SHORT EXERCISE 1:
In the DocMaster page, what ratio of automatically documented data to manually documented data does Castor report?

PASSAGE PROVIDED:
>>>>

DocMaster - Auto Document Your Data Warehouse
Isn't it the dream of any data person to have well-documented data? / No more expensive mistakes, nor "is payment is € or $?"
Every time you ask a data engineer or data scientist "Would you like to have all your data documented?". The answer is "YES!". A big and loud "YES!".
The next natural question would be "Do you want to document it yourself ?" and this time, answers are less enthusiastic "hmm, no" or "not really" or even "I don't even want to come close to this !"
Enters DocMaster
What is DocMaster?
DocMaster is a feature of Castor that documents automatically your columns and tables coming from common data sources (Salesforce, Google Analytics, Zendesk, etc). We created a documentation repository with high-quality definitions for the fields of popular data sources. Now, when we get access your metadata, we can identify the table and fields coming from those sources, with 99% accuracy and document it for you.
DocMaster gathers documentation from many sources (like Salesforce, Google Ads, Zendesk, Marketo, Jira, etc). It locates the data tables linked to these sources in your data warehouse (BigQuery, Redshift, Snowflake, etc) and automatically adds metadata to it.
For example, in the screenshot below, the table "account" from the "Salesforce" schema is synced through ETL tools like Fivetran or Airbyte. Documentation for this "salesforce.account" table is available online. We auto-populate it with DocMaster.
And we do the same with 61 sources. You'll find below some of the sources that we are currently able to document for you.
DocMaster's vision is to bring as much documentation as possible in an automated yet 100% accurate way. We will be adding new sources every month, and increasing our repository.
Some Stats on DocMaster
Completeness
DocMaster is ready to document up to 27% of your data warehouse in a few minutes. At Castor, we have a 5:1 ratio of automatically documented data to manually documented data.
Accuracy
DocMaster is designed to be always right. The system is conservative by design, which means that false positives (adding a wrong description for a column or table) are very unlikely. There are multiples levels and mechanisms of validation before the approval of a description.
The main idea for the design was to allow descriptions to be added if and only if the 4 following steps were completed:
- Perfect matching in column name
We ensure that after the pre-processing step, the name of the column corresponds exactly to the term we have defined in DocMaster. If it does, then we add the description to the column.
Here are a few rules we implemented:
- The column isn't private (ends with _sdc, or __c, etc...) which means created by the customer.
- The proposed description isn't already used in the same table
- One column can't appear twice in the same table. If there is already a perfect match, the second match is a false positive. We added pre-processing steps to remove some special characters ('_', '-', making everything lowercase) in order to standardize perfect matching.
- Almost perfect matching in tables name
Sometimes, based on ETL tool providers tables names can differ. We computed a similarity score based on the table name and all the columns in the table.

<<<<

SHORT EXERCISE 2:
In the region labeling rows below, give as a numbered list the lines from the one containing "row: dirt ground" through the one containing "Each instance of the dirt", omitting blank lines.

Region labeling entries:
>>>>

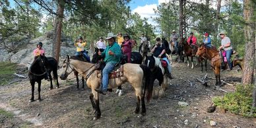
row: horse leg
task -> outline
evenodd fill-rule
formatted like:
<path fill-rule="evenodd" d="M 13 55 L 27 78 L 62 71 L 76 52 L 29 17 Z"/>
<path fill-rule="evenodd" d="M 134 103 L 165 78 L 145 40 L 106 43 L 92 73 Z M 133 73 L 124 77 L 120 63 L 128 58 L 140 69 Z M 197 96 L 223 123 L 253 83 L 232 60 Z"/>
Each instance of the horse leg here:
<path fill-rule="evenodd" d="M 189 56 L 187 55 L 187 67 L 189 67 Z"/>
<path fill-rule="evenodd" d="M 82 88 L 84 89 L 84 77 L 82 77 Z"/>
<path fill-rule="evenodd" d="M 207 59 L 205 60 L 205 72 L 207 73 Z"/>
<path fill-rule="evenodd" d="M 144 115 L 146 114 L 145 96 L 143 95 L 141 100 L 141 108 L 142 108 L 141 115 Z"/>
<path fill-rule="evenodd" d="M 52 84 L 52 77 L 51 77 L 51 75 L 50 72 L 49 73 L 49 81 L 50 81 L 50 83 L 51 83 L 51 86 L 49 87 L 49 89 L 51 90 L 51 89 L 53 88 L 53 86 Z"/>
<path fill-rule="evenodd" d="M 35 81 L 32 81 L 30 80 L 30 84 L 31 84 L 31 91 L 32 91 L 32 94 L 31 94 L 31 98 L 29 100 L 30 102 L 32 102 L 34 101 L 34 92 L 35 90 Z"/>
<path fill-rule="evenodd" d="M 40 92 L 41 92 L 41 80 L 38 80 L 38 100 L 39 102 L 40 102 L 42 100 L 41 99 L 41 96 L 40 96 Z"/>
<path fill-rule="evenodd" d="M 194 69 L 194 64 L 193 63 L 193 56 L 191 55 L 191 69 Z"/>
<path fill-rule="evenodd" d="M 135 111 L 134 112 L 135 113 L 139 113 L 140 112 L 140 103 L 141 103 L 141 99 L 139 96 L 137 96 L 137 106 Z M 146 111 L 146 109 L 145 109 Z"/>
<path fill-rule="evenodd" d="M 76 71 L 74 71 L 74 75 L 76 76 L 77 78 L 77 88 L 79 88 L 79 73 Z"/>
<path fill-rule="evenodd" d="M 92 94 L 92 93 L 91 93 L 91 94 L 90 94 L 90 102 L 92 102 L 92 108 L 93 108 L 94 110 L 96 110 L 96 107 L 95 102 L 94 102 L 94 101 L 93 100 L 93 94 Z"/>

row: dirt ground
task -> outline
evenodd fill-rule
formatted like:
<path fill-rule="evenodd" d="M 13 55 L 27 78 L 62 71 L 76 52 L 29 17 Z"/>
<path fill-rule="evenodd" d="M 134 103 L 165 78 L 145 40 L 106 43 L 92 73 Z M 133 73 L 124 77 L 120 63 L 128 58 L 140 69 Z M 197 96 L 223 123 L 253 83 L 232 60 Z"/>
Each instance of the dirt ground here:
<path fill-rule="evenodd" d="M 256 127 L 256 119 L 225 113 L 218 108 L 213 113 L 207 112 L 212 97 L 226 93 L 214 90 L 214 74 L 208 67 L 209 86 L 205 87 L 196 79 L 206 75 L 205 71 L 201 73 L 201 67 L 191 69 L 183 63 L 173 63 L 175 79 L 169 80 L 164 97 L 146 103 L 144 116 L 133 113 L 136 99 L 133 89 L 127 83 L 123 86 L 122 96 L 115 94 L 115 89 L 101 98 L 102 117 L 96 121 L 92 120 L 94 112 L 89 99 L 90 89 L 77 90 L 75 79 L 59 79 L 60 88 L 50 90 L 49 82 L 44 80 L 43 100 L 30 103 L 28 79 L 16 79 L 13 80 L 21 81 L 0 87 L 0 108 L 15 115 L 11 121 L 0 121 L 0 127 L 211 127 L 210 121 L 216 123 L 216 127 Z M 221 79 L 234 85 L 240 82 L 242 73 L 237 68 L 222 71 Z M 225 84 L 221 88 L 233 92 L 235 86 Z M 36 89 L 37 86 L 36 99 Z M 189 106 L 179 106 L 179 101 L 186 102 Z"/>

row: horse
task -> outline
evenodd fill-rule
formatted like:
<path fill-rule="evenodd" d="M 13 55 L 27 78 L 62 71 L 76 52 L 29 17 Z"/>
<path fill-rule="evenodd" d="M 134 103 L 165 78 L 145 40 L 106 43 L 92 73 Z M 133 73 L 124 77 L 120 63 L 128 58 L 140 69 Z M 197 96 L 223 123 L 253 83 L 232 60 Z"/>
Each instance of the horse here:
<path fill-rule="evenodd" d="M 87 60 L 84 57 L 82 53 L 80 54 L 80 55 L 78 55 L 78 56 L 73 56 L 73 57 L 71 57 L 72 59 L 77 59 L 77 60 L 79 60 L 79 61 L 84 61 L 84 62 L 87 62 Z M 79 73 L 74 70 L 74 75 L 76 77 L 76 79 L 77 79 L 77 89 L 79 89 Z M 82 88 L 84 88 L 84 77 L 82 76 Z"/>
<path fill-rule="evenodd" d="M 154 88 L 153 96 L 157 95 L 156 92 L 158 92 L 158 96 L 161 96 L 168 86 L 168 77 L 166 74 L 167 69 L 165 70 L 164 67 L 162 65 L 160 59 L 154 57 L 152 54 L 146 57 L 144 65 L 148 66 L 152 73 L 153 77 L 150 79 L 152 81 L 150 82 L 154 82 L 154 81 L 157 79 L 159 82 L 159 86 L 160 86 L 160 89 L 157 89 L 158 88 Z M 157 91 L 157 90 L 158 91 Z M 161 90 L 162 92 L 160 92 Z"/>
<path fill-rule="evenodd" d="M 92 90 L 90 100 L 92 108 L 95 110 L 95 115 L 93 119 L 99 119 L 101 116 L 99 94 L 95 91 L 95 89 L 100 87 L 101 79 L 100 77 L 97 77 L 98 75 L 94 69 L 94 65 L 70 59 L 68 56 L 62 65 L 62 72 L 60 75 L 61 79 L 65 79 L 73 70 L 76 70 L 79 73 L 82 74 L 83 77 L 86 78 L 86 84 Z M 152 97 L 153 88 L 153 83 L 150 82 L 150 77 L 151 76 L 150 70 L 146 66 L 133 63 L 124 64 L 121 70 L 123 71 L 122 72 L 117 73 L 120 75 L 119 78 L 115 77 L 114 79 L 109 79 L 108 88 L 116 88 L 126 82 L 131 83 L 135 89 L 137 98 L 137 107 L 135 113 L 139 113 L 141 101 L 141 113 L 143 115 L 145 114 L 145 94 L 146 94 L 146 98 L 147 101 L 149 102 Z M 115 73 L 115 75 L 117 75 L 117 72 Z"/>
<path fill-rule="evenodd" d="M 51 82 L 50 89 L 53 88 L 52 77 L 51 72 L 53 71 L 53 80 L 55 80 L 57 88 L 59 88 L 59 84 L 57 78 L 57 68 L 58 65 L 56 59 L 53 57 L 46 57 L 43 55 L 38 56 L 28 71 L 28 77 L 32 86 L 32 96 L 30 100 L 30 102 L 34 101 L 34 92 L 36 82 L 38 84 L 38 101 L 41 101 L 40 92 L 41 92 L 41 80 L 44 79 L 46 73 L 49 74 L 49 79 Z"/>
<path fill-rule="evenodd" d="M 143 63 L 146 60 L 146 56 L 147 55 L 149 50 L 149 42 L 148 40 L 144 40 L 141 44 L 141 48 L 139 52 L 143 56 Z"/>
<path fill-rule="evenodd" d="M 220 67 L 222 57 L 219 51 L 215 48 L 207 47 L 203 44 L 201 46 L 197 49 L 196 56 L 204 57 L 210 60 L 210 66 L 214 72 L 216 79 L 215 86 L 220 85 Z"/>
<path fill-rule="evenodd" d="M 162 39 L 162 43 L 166 47 L 166 56 L 168 58 L 168 59 L 170 60 L 170 64 L 172 65 L 172 53 L 174 51 L 174 48 L 172 45 L 172 44 L 168 43 L 168 42 L 164 38 L 163 38 Z"/>
<path fill-rule="evenodd" d="M 185 55 L 186 55 L 186 57 L 187 57 L 187 67 L 189 67 L 189 57 L 190 57 L 191 59 L 191 69 L 194 69 L 194 65 L 193 63 L 193 57 L 194 57 L 195 55 L 195 53 L 197 53 L 197 46 L 193 46 L 193 47 L 195 47 L 195 48 L 191 48 L 191 46 L 190 46 L 187 43 L 185 39 L 182 40 L 181 43 L 182 43 L 183 48 L 184 49 Z"/>
<path fill-rule="evenodd" d="M 94 63 L 96 63 L 99 62 L 102 59 L 103 59 L 100 55 L 98 54 L 98 52 L 99 51 L 99 49 L 97 48 L 95 48 L 95 51 L 92 57 L 92 62 Z M 100 51 L 103 51 L 102 49 L 100 49 Z M 143 57 L 138 51 L 132 51 L 131 52 L 131 63 L 137 63 L 137 64 L 141 64 L 143 62 Z M 124 54 L 122 55 L 120 64 L 123 65 L 125 63 L 127 63 L 127 57 Z M 118 96 L 122 95 L 122 87 L 121 86 L 118 86 L 118 89 L 115 92 L 115 93 L 118 93 Z"/>

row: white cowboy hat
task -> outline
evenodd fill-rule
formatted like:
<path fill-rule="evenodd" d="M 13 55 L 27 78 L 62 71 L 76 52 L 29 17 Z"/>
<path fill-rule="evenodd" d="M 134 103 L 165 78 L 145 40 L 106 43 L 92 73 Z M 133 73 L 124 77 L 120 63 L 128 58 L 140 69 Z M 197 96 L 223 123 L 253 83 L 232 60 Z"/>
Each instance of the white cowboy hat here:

<<<<

COMPLETE RESPONSE 1:
A 5:1 ratio.

COMPLETE RESPONSE 2:
1. row: dirt ground
2. task -> outline
3. evenodd fill-rule
4. formatted like:
5. <path fill-rule="evenodd" d="M 13 55 L 27 78 L 62 71 L 76 52 L 29 17 Z"/>
6. <path fill-rule="evenodd" d="M 134 103 L 165 78 L 145 40 L 106 43 L 92 73 Z M 133 73 L 124 77 L 120 63 L 128 58 L 140 69 Z M 197 96 L 223 123 L 253 83 L 232 60 Z"/>
7. Each instance of the dirt ground here:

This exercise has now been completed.